** Texte fourni **
# [CONFIG] branche stable et testing (résolu)

## thierry_b

Bonjour,

Je voulais vous psoer une question à propos des branches stables et testing de gentoo.

Dans le manuel , ils disent qu'i lest recommandé de rester en stable, si on ne veut avoir aucun problème de dépendances ou autres..et qu'il est assez déconseillé de passer en testing.

Vous en pensez quoi?

Parceque par exemple, sous debian, la unstable n'est pas vraiment si unstable que ca, et il y a un paquet qui permet de lister les bogues connus pour ne pas installer les eventuels paquets bugués.

C'est coment sous gentoo?

Car au debut, je me disais que j'allais garder la branche par défaut lla stable, mais je m'apercois qu'en stable, ils en sont qu'à kde 3.4.3-r1 et donc faut la testing pour avoir kde 3.5.

J'ai voulu tester gentoo en plus, car on m'a toujours dit que c'etait là qu'il y avait les paquets les plus récents, y'a t'il un bon compromis, pour avoir les derniers paquets sous gentoo tout en garantissant une bonne stabilité?

Merci  :Smile: 

A+Last edited by thierry_b on Tue Mar 28, 2006 11:19 am; edited 1 time in total

----------

## UB|K

chacun en pense se qu'il veut, la preuve:

[DOW] Gentoo Stable VS Gentoo Unstable

je te laisse te faire une opinion mais je dirais juste que (si on fait pas n'importe quoi et qu'on à pas la malchance de tomber sur le mauvais paquet au mauvais moment) la branche unstable peut être tout à fait rock-stable.

** Liste des lignes **
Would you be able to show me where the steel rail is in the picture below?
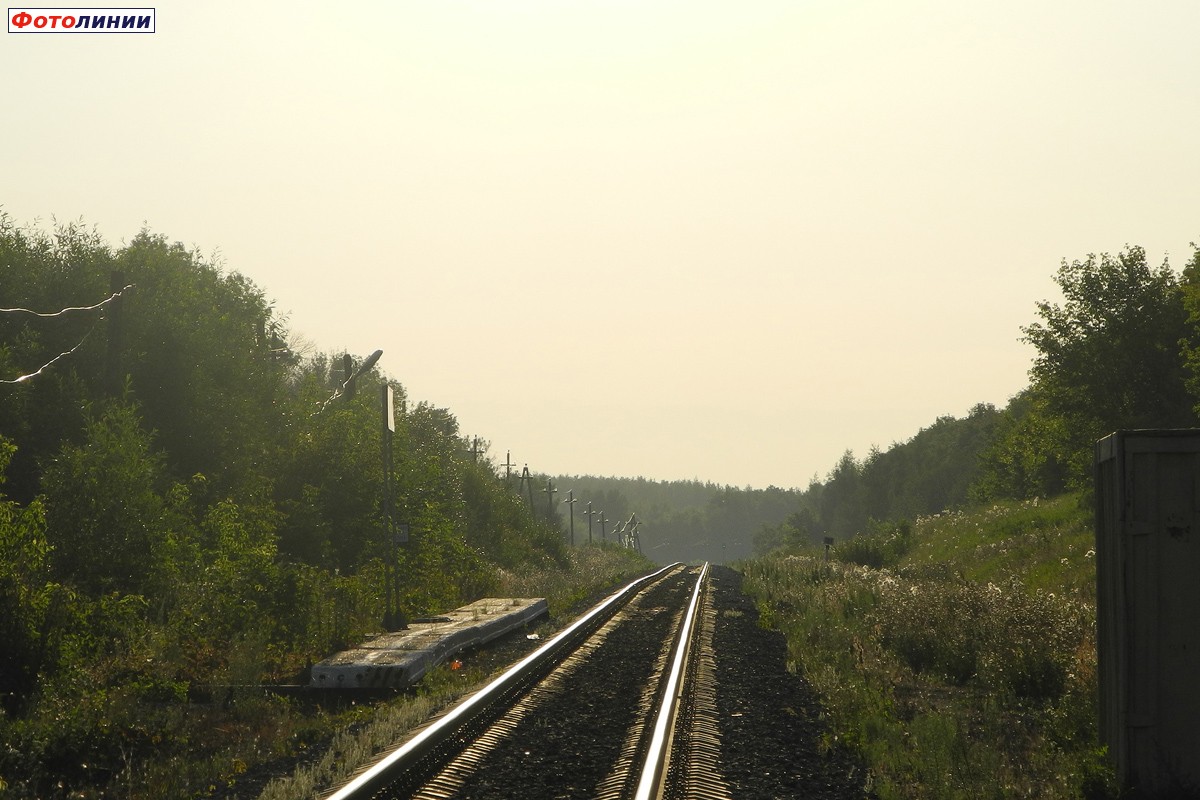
[325,563,680,800]
[634,563,708,800]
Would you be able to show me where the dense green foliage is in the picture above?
[0,216,600,796]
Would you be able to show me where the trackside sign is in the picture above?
[8,7,156,34]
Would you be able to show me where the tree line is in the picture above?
[755,245,1200,552]
[0,213,580,784]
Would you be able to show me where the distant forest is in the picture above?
[556,246,1200,561]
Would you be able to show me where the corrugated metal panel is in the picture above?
[1096,431,1200,790]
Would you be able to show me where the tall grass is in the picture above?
[740,497,1112,800]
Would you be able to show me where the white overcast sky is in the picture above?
[0,0,1200,487]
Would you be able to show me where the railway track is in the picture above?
[328,565,733,800]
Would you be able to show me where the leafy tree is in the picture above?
[0,437,55,711]
[43,402,163,595]
[1022,247,1196,483]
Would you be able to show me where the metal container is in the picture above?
[1096,429,1200,793]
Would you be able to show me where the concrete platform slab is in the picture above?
[311,597,548,688]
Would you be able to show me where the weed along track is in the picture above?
[326,565,864,800]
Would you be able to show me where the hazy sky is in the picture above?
[0,0,1200,487]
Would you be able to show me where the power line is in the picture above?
[0,283,133,384]
[0,283,133,318]
[0,325,96,384]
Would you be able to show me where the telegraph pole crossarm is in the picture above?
[563,489,578,547]
[542,477,558,519]
[583,500,596,545]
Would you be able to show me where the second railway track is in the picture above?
[330,565,730,800]
[326,565,872,800]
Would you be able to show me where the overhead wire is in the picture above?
[0,283,133,385]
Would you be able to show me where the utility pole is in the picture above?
[104,270,125,397]
[517,464,533,511]
[381,383,406,631]
[563,489,578,547]
[583,500,596,545]
[542,477,558,519]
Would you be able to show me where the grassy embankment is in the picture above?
[740,495,1112,800]
[248,547,653,800]
[0,547,653,800]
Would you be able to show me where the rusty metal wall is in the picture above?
[1096,429,1200,792]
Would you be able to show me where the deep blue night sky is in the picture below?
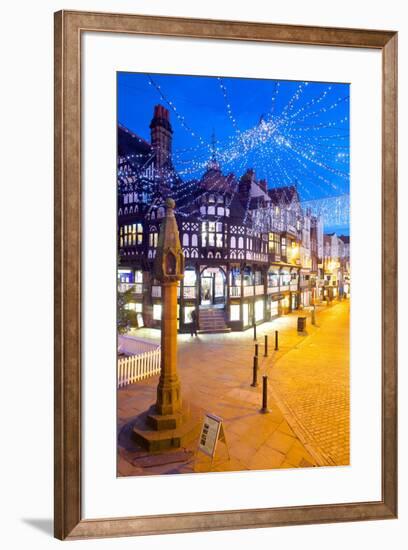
[118,73,350,234]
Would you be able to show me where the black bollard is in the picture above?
[251,355,258,388]
[261,375,269,414]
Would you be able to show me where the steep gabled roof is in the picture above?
[268,185,300,205]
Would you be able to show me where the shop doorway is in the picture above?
[200,267,226,307]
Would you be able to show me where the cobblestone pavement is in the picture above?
[118,303,349,476]
[268,302,350,465]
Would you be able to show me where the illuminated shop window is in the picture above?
[153,304,162,321]
[242,304,249,326]
[255,300,264,321]
[230,304,241,321]
[184,306,195,325]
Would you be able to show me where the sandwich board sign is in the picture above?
[198,413,230,460]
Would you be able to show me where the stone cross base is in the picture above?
[133,406,200,452]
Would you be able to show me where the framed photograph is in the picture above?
[55,11,397,539]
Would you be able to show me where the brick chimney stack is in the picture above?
[150,105,173,170]
[258,180,268,193]
[238,168,255,205]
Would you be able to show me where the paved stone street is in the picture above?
[118,302,349,476]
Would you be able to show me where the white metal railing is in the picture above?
[267,286,279,294]
[118,283,143,294]
[152,286,161,298]
[230,286,241,298]
[118,283,135,292]
[118,346,161,388]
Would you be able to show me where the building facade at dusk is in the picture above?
[117,105,350,332]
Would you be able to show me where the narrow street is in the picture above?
[118,301,349,476]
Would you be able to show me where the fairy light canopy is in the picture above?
[118,73,350,234]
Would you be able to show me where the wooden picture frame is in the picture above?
[55,11,397,539]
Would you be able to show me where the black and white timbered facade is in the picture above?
[117,105,323,332]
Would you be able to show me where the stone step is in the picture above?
[197,327,231,334]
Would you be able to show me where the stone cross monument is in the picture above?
[133,198,195,451]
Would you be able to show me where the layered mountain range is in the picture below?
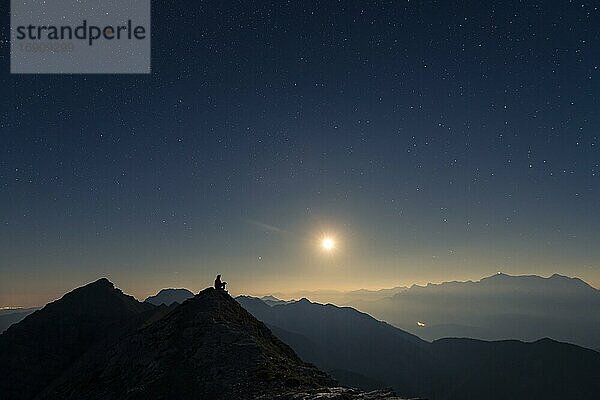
[0,279,395,400]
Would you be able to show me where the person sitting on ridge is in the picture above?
[215,275,227,290]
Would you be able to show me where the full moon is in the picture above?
[321,237,335,251]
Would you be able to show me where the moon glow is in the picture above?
[321,236,335,252]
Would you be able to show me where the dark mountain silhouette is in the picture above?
[260,296,296,306]
[316,274,600,348]
[144,289,194,306]
[0,307,39,333]
[238,297,600,400]
[0,279,404,400]
[0,278,155,399]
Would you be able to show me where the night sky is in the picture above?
[0,0,600,306]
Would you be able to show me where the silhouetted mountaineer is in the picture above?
[215,275,227,290]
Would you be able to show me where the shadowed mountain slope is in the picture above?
[0,278,155,399]
[144,289,194,306]
[38,288,334,399]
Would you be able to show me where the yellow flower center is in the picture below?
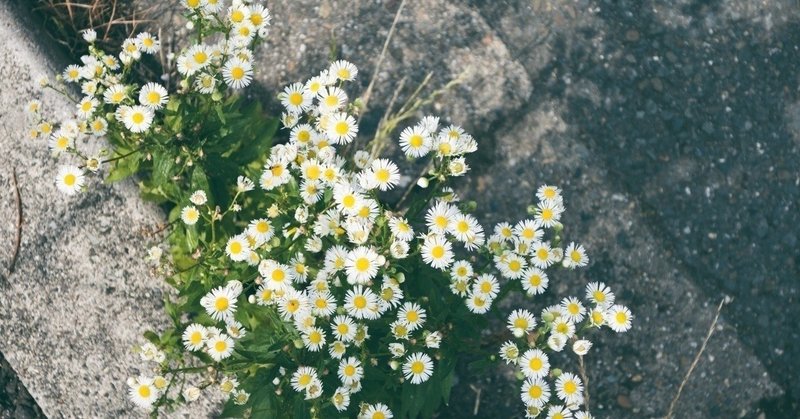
[431,246,444,259]
[356,258,369,272]
[289,92,303,106]
[231,67,244,80]
[297,374,311,386]
[147,91,161,105]
[564,381,578,394]
[411,361,425,374]
[335,121,350,135]
[375,169,390,183]
[353,295,367,309]
[214,297,230,311]
[406,311,419,323]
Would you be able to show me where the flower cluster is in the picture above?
[28,0,271,195]
[29,0,633,419]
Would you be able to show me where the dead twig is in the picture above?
[664,297,728,419]
[358,0,406,122]
[8,166,22,277]
[578,355,589,411]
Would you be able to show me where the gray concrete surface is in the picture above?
[0,2,208,418]
[0,0,800,418]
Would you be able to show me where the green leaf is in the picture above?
[106,150,140,183]
[231,118,278,165]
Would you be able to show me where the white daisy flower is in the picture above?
[117,105,155,133]
[508,310,536,338]
[421,235,453,270]
[397,302,426,332]
[519,349,550,378]
[521,378,550,408]
[472,274,500,300]
[139,83,169,109]
[545,405,573,419]
[495,252,528,279]
[344,285,378,319]
[182,323,207,351]
[605,305,633,333]
[222,58,253,89]
[61,64,82,83]
[561,297,586,323]
[291,367,318,392]
[136,32,161,54]
[572,339,592,356]
[425,202,459,234]
[467,293,492,314]
[534,201,564,228]
[556,372,583,406]
[339,356,364,385]
[500,340,519,364]
[128,376,161,409]
[325,112,358,144]
[514,220,544,243]
[56,166,85,195]
[531,242,556,269]
[450,260,474,280]
[302,327,325,352]
[552,316,575,339]
[206,333,234,362]
[181,205,200,225]
[316,86,347,114]
[403,352,433,384]
[328,340,347,359]
[103,84,128,105]
[89,117,108,137]
[328,60,358,81]
[225,234,251,262]
[400,126,432,157]
[331,387,350,412]
[364,159,400,191]
[521,267,550,296]
[200,287,236,321]
[536,185,561,201]
[345,246,379,284]
[311,291,336,317]
[278,288,311,320]
[280,83,314,113]
[331,315,356,342]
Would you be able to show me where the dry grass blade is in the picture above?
[664,297,728,419]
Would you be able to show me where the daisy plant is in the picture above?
[29,0,633,419]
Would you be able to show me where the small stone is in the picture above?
[617,394,633,409]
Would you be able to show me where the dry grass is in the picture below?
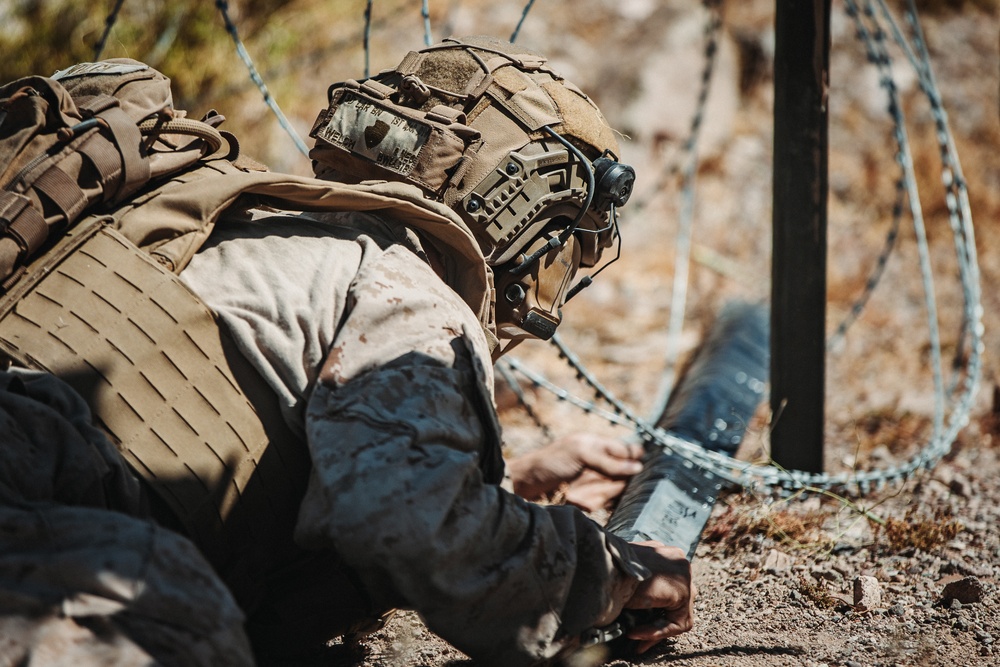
[702,504,829,554]
[875,507,965,553]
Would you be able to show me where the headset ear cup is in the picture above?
[593,156,635,211]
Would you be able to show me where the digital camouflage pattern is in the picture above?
[182,206,643,665]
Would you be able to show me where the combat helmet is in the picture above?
[310,36,635,340]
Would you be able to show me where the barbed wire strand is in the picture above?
[420,0,431,46]
[215,0,309,157]
[501,0,983,494]
[652,0,722,415]
[845,0,945,438]
[94,0,125,62]
[510,0,535,44]
[363,0,375,79]
[907,0,983,400]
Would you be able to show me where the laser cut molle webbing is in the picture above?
[0,219,308,578]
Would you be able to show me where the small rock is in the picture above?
[763,549,792,574]
[854,576,882,611]
[809,568,842,582]
[941,577,986,604]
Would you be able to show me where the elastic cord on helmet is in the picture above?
[510,125,595,276]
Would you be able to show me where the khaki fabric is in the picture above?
[181,213,643,667]
[106,160,495,344]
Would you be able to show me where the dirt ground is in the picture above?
[7,0,1000,667]
[354,1,1000,667]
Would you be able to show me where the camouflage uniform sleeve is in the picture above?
[297,249,641,665]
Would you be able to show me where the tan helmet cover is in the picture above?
[310,37,618,266]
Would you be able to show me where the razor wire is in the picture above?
[498,0,984,494]
[215,0,309,157]
[94,0,125,61]
[653,0,722,414]
[510,0,535,44]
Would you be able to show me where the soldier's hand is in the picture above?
[508,433,643,511]
[625,541,696,653]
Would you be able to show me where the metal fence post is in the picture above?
[771,0,830,472]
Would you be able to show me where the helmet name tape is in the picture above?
[315,93,430,176]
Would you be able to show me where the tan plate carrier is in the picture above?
[0,218,309,590]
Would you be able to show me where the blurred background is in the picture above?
[0,0,1000,471]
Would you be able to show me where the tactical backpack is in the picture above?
[0,60,499,620]
[0,58,228,291]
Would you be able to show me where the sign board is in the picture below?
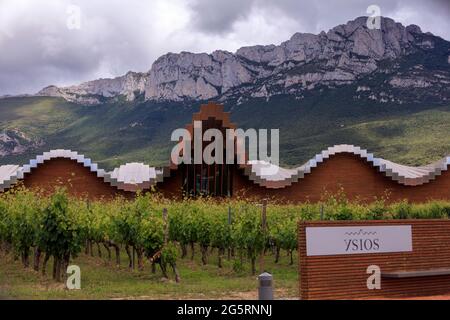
[306,225,412,256]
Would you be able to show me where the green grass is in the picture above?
[0,246,298,299]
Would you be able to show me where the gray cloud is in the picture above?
[0,0,450,95]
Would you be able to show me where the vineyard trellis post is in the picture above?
[228,205,233,261]
[163,208,169,245]
[259,199,267,273]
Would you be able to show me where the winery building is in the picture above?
[0,103,450,202]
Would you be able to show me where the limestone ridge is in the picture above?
[37,17,450,104]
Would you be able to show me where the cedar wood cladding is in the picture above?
[0,103,450,202]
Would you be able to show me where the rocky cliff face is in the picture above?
[37,72,148,105]
[35,17,450,104]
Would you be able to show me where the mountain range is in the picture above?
[0,17,450,167]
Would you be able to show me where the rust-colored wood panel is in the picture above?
[298,220,450,299]
[23,158,134,200]
[233,153,450,202]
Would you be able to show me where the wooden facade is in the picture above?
[0,103,450,202]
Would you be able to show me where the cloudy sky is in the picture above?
[0,0,450,95]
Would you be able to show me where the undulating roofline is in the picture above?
[0,144,450,191]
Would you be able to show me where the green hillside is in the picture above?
[0,94,450,169]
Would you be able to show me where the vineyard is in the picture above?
[0,189,450,288]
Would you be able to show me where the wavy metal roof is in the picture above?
[244,144,450,189]
[0,145,450,192]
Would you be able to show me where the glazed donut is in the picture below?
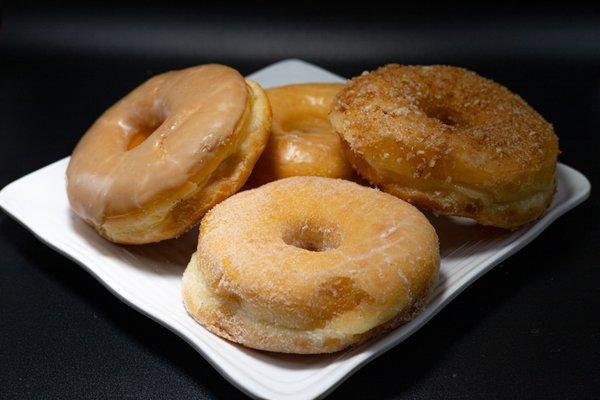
[182,177,439,354]
[67,65,271,244]
[249,83,356,186]
[330,64,558,229]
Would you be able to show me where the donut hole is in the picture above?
[422,104,463,126]
[282,222,342,252]
[123,113,166,150]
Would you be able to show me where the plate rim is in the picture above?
[0,59,591,399]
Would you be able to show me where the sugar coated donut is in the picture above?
[250,83,356,186]
[330,65,558,229]
[67,65,271,244]
[182,177,439,353]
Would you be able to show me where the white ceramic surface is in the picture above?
[0,60,590,400]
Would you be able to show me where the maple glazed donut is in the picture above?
[330,64,558,229]
[250,83,356,185]
[182,177,439,354]
[67,64,271,244]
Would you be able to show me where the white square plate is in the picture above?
[0,60,590,400]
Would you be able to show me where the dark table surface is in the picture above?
[0,2,600,399]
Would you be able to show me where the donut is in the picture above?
[330,64,559,229]
[182,177,440,354]
[249,83,356,186]
[67,64,271,244]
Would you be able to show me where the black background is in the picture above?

** Tâches à réaliser **
**A)** Reformulez plus brièvement le paragraphe qui commence par « J'ai voulu tester gentoo en plus » dans le fil sur les branches de Gentoo, en conservant ses faits essentiels.
**B)** Poursuivez le fil sur les branches de Gentoo à la suite du dernier message affiché.
Les lignes n'ont aucun rapport avec le texte.

** Résultats par tâche **
**A)** On m'a toujours présenté Gentoo comme la distribution aux paquets les plus récents, d'où mon envie de l'essayer : existe-t-il un bon compromis entre paquets récents et bonne stabilité ?

**B)**
Et même si on fait n'importe quoi (mais qu'on si prend bien   :Wink:  ), ça reste stable. Pour te donner une idée, je viens de construire un sytème avec gcc4.1, glibc-2.4 et gnome-2.14 et il se porte bien, merci pour lui (à part les éternels problèmes d'automount dans gnome mais ça, ça compte pas). Pourtant dans ce cas, ce n'est même plus du unstable: ces paquets correspondent à une branche de paquets dits "hard-maskés" c-a-d pas directement disponibles même si on est en unstable. 

Tu peux aussi mixer stable/unstable (d'ailleurs on parle pas de stable/unstable mais de ARCH/~ARCH car ça correspond à l'architecture définie dans ton make.conf) mais pour cela il faudra potasser la manpage de portage , en particulier la section sur les fichiers qui se trouvent dans /etc/portage. De cette façon, tu pourra sans problème un système en ARCH et kde-3.5 qui est lui en ~ARCH.

----------

## thierry_b

Ok.

Merci  :Smile: 

----------

## Ey

 *thierry_b wrote:*   

> Ok.
> 
> Merci 

 

Encore un petit détail, la branche stable de gentoo est beaucoup plus à jour que les branches stable/testing de debian en règle générale, donc à moins de vouloir quelque chose de bleeding edge la stable doit pouvoir te convenir (rien ne t'empeche d'installer quelques paquets testing si le besoin s'en fait sentir sans passer pour autant intégralement en testing.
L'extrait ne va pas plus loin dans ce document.